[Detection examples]
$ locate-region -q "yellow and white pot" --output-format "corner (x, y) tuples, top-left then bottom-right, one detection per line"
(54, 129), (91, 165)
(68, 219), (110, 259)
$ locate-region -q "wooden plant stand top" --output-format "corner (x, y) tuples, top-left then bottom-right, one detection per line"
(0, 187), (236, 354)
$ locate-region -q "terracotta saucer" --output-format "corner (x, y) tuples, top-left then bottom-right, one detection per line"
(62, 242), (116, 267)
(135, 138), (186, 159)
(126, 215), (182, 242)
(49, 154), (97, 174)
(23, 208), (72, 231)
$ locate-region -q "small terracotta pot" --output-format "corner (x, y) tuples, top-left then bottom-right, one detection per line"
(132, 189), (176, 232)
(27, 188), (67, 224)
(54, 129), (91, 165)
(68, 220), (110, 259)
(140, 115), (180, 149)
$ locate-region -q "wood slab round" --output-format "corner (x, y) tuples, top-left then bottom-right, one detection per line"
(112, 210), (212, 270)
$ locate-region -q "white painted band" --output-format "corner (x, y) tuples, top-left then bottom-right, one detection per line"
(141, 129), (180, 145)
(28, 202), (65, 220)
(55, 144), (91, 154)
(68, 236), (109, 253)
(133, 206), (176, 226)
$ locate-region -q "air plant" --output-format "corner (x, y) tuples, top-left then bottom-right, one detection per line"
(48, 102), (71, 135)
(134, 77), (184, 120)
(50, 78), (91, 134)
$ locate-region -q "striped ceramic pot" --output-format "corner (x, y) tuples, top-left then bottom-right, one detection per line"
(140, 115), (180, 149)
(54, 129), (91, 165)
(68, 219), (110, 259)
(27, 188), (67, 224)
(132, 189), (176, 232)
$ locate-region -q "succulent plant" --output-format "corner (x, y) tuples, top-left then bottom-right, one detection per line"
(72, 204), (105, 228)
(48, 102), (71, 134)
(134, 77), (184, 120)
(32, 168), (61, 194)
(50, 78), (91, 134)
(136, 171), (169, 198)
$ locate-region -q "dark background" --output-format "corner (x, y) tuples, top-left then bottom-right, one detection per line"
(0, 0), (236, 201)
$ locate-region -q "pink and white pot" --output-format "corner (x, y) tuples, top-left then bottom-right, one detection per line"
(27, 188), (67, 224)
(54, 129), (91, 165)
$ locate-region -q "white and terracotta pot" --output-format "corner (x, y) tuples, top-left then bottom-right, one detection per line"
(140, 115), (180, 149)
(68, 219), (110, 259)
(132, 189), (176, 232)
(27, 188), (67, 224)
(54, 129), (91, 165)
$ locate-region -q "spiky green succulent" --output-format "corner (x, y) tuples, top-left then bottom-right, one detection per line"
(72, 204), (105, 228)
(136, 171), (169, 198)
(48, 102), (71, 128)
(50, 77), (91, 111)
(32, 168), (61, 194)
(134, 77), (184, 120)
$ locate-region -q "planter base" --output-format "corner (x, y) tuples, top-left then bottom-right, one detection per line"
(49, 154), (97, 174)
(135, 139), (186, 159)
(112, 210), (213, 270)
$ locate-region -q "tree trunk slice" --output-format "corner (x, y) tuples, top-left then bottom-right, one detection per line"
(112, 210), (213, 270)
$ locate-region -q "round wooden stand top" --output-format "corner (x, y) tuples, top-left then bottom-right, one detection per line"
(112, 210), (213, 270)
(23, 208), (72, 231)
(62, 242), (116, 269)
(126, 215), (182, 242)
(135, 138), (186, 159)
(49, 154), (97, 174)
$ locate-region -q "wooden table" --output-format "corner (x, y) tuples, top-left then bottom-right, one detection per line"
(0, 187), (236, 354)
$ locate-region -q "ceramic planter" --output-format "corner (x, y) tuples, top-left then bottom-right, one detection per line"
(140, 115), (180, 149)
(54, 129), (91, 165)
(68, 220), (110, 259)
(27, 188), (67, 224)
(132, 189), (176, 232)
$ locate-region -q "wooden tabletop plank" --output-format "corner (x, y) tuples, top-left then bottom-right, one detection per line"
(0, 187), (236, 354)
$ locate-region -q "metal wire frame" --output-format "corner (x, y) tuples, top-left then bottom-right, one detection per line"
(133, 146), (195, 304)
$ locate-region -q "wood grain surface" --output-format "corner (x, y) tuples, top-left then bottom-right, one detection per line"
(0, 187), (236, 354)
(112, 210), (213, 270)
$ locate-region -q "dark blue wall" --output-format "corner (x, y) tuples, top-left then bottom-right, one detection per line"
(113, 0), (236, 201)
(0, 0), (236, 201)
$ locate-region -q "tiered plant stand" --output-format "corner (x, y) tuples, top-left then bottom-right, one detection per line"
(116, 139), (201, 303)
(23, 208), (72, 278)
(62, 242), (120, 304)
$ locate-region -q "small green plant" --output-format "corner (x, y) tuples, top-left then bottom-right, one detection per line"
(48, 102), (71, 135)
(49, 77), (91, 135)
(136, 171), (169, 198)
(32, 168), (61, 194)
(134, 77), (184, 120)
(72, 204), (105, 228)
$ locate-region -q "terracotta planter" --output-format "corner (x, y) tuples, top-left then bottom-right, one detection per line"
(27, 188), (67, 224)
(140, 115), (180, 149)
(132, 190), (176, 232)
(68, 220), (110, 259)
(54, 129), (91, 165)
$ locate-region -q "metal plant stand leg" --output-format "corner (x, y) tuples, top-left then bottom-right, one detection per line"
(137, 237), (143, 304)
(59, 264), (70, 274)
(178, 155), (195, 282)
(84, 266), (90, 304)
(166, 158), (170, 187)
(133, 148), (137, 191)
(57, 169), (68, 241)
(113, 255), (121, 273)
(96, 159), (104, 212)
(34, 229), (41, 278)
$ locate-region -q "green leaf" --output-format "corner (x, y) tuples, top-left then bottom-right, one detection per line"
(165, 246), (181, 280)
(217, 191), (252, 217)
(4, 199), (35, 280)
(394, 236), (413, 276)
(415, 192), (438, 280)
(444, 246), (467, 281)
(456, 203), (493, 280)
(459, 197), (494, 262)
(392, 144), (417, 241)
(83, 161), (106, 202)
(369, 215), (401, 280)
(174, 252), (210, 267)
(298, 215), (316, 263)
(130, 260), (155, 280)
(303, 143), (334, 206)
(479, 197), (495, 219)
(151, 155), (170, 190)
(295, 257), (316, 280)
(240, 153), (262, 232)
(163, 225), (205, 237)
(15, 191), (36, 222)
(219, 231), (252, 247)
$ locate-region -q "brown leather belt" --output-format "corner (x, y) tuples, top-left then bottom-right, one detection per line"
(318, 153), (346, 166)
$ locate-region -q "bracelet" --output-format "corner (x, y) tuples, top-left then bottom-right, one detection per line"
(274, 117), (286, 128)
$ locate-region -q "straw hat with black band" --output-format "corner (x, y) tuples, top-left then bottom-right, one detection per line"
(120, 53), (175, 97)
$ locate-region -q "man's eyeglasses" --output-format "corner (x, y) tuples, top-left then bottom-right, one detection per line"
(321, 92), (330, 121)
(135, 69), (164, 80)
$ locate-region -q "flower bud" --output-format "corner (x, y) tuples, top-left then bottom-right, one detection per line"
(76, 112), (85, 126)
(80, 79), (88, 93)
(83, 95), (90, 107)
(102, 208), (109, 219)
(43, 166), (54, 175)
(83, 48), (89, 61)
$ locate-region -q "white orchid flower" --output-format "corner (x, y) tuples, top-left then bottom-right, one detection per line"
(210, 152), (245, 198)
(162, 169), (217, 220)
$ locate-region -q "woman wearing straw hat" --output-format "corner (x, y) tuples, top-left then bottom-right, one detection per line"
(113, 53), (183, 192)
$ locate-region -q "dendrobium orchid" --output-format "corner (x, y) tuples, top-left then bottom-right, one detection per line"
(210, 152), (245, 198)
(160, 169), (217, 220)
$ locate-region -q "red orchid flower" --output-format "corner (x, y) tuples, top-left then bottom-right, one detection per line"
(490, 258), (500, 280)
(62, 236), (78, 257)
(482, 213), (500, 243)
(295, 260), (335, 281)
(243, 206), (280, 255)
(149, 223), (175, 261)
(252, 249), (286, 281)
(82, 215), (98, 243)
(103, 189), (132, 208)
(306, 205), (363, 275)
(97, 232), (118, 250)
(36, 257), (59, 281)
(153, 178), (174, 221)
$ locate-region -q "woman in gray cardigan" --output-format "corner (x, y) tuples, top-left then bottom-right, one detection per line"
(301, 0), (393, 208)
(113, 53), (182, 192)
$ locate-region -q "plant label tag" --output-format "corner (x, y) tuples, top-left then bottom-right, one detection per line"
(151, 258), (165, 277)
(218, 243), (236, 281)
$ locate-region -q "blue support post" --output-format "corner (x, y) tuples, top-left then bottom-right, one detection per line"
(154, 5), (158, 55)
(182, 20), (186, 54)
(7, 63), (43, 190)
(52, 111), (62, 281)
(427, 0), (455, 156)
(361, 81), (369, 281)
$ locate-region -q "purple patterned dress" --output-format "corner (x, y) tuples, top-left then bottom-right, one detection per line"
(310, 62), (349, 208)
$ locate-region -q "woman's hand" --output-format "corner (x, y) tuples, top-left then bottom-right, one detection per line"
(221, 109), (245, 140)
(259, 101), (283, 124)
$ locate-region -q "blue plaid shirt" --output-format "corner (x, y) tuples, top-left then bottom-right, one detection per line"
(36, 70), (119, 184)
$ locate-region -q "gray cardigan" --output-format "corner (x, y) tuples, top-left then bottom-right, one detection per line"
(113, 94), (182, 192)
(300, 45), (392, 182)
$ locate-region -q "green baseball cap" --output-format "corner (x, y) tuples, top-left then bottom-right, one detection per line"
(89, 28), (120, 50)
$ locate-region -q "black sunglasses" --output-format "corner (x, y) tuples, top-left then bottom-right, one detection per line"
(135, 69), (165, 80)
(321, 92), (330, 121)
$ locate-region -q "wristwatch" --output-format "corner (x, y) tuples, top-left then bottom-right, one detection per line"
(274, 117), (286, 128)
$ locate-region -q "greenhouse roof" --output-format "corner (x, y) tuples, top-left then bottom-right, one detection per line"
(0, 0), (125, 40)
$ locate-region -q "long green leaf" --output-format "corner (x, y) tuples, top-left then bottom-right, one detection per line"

The exercise ▸ Count the lines among the rows above that contain the string "succulent", treating case as significant, and give only the number.

Exercise answer ▸ 2